**Given text**:
►

Does formula exist for this sum?

[db453r]

$\sum_{i=1}^{n}[i/2^i]$

Have looked and looked and cannot find it anywhere.

EDITED: To correct mistake.

 

[jedishrfu]

there is a PF discussion of this series that may help:

https://www.physicsforums.com/showthread.php?t=220640

 

[D H]

$\sum_{i=1}^{n}[n/2^n]$

That one's easy. There's nothing inside the sum that depends on i, so your sum is the same as $\frac n {2^n}\sum_{i=1}^n 1$.

Do you mean $\sum_{i=1}^n \frac i {2^i}$ ?

Have looked and looked and cannot find it anywhere.

Have you tried Wolfram alpha, www.wolframalpha.com ?

 

[db453r]

Oops. Yeah, that's what I meant.

 

[db453r]

Wow. Didn't know Wolfram could do that. Thanks.

◄

**Material for this task**:
►

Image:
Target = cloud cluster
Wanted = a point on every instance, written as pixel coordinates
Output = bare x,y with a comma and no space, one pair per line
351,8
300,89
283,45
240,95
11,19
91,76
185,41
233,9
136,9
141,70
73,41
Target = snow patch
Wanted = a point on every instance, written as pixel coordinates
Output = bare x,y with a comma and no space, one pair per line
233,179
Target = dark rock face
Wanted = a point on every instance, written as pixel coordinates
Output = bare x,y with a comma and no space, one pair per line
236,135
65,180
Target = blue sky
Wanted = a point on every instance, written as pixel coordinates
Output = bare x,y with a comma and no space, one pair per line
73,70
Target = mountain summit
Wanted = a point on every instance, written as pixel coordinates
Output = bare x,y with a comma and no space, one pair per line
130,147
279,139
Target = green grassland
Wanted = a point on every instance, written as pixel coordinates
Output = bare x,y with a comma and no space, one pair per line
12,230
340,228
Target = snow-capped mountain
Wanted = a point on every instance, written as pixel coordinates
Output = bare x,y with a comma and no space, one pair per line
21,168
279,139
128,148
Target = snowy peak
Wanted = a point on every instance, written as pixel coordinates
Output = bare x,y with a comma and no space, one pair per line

◄

**Stated problem 1**:
In the forum thread, which website does D H suggest trying?
**Stated problem 2**:
Recast the rows as a Markdown table with columns Num and Content, starting at the line with "Target = blue sky" and running through the last line of the rows. Give each line its own number and leave out blank lines.
The rows have nothing to do with the forum thread.

**Worked solution 1**:
Wolfram Alpha, www.wolframalpha.com

**Worked solution 2**:
| Num | Content |
|---|---|
| 1 | Target = blue sky |
| 2 | Wanted = a point on every instance, written as pixel coordinates |
| 3 | Output = bare x,y with a comma and no space, one pair per line |
| 4 | 73,70 |
| 5 | Target = mountain summit |
| 6 | Wanted = a point on every instance, written as pixel coordinates |
| 7 | Output = bare x,y with a comma and no space, one pair per line |
| 8 | 130,147 |
| 9 | 279,139 |
| 10 | Target = green grassland |
| 11 | Wanted = a point on every instance, written as pixel coordinates |
| 12 | Output = bare x,y with a comma and no space, one pair per line |
| 13 | 12,230 |
| 14 | 340,228 |
| 15 | Target = snow-capped mountain |
| 16 | Wanted = a point on every instance, written as pixel coordinates |
| 17 | Output = bare x,y with a comma and no space, one pair per line |
| 18 | 21,168 |
| 19 | 279,139 |
| 20 | 128,148 |
| 21 | Target = snowy peak |
| 22 | Wanted = a point on every instance, written as pixel coordinates |
| 23 | Output = bare x,y with a comma and no space, one pair per line |